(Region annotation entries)
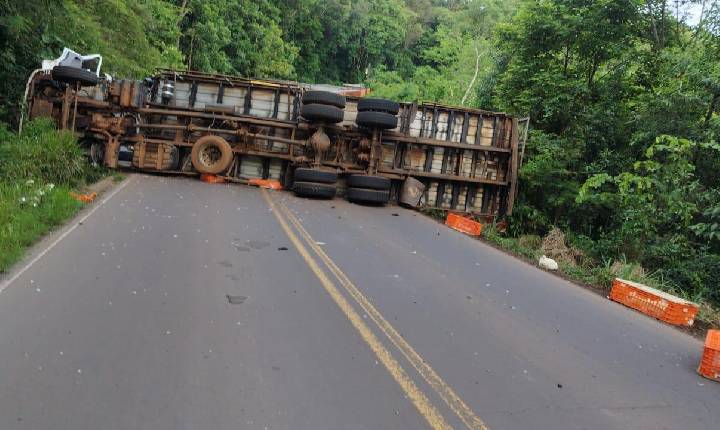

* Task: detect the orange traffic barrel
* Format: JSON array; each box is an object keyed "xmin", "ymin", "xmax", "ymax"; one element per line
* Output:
[
  {"xmin": 200, "ymin": 173, "xmax": 225, "ymax": 184},
  {"xmin": 445, "ymin": 213, "xmax": 482, "ymax": 236},
  {"xmin": 698, "ymin": 330, "xmax": 720, "ymax": 382},
  {"xmin": 609, "ymin": 278, "xmax": 698, "ymax": 326}
]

WHAT YOU WILL DO
Quote each line of the listing exactly, but leave the pictures out.

OUTPUT FOR THIS TASK
* Task: detect the orange traffic barrel
* Format: JSON array; each box is an object keyed "xmin", "ymin", "xmax", "ymax"; one element per line
* Output:
[
  {"xmin": 200, "ymin": 173, "xmax": 225, "ymax": 184},
  {"xmin": 445, "ymin": 213, "xmax": 482, "ymax": 236},
  {"xmin": 698, "ymin": 330, "xmax": 720, "ymax": 382},
  {"xmin": 609, "ymin": 278, "xmax": 698, "ymax": 326}
]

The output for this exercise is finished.